*To do:*
Every single entry that follows must be copied exactly.

Natural language region descriptions:
=== Begin Enclosure ===

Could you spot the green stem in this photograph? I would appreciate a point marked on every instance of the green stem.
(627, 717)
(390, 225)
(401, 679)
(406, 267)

=== End Enclosure ===

*Response to this task:*
Could you spot the green stem in this photograph? I would appreciate a point marked on every instance of the green stem.
(627, 717)
(390, 225)
(401, 679)
(406, 267)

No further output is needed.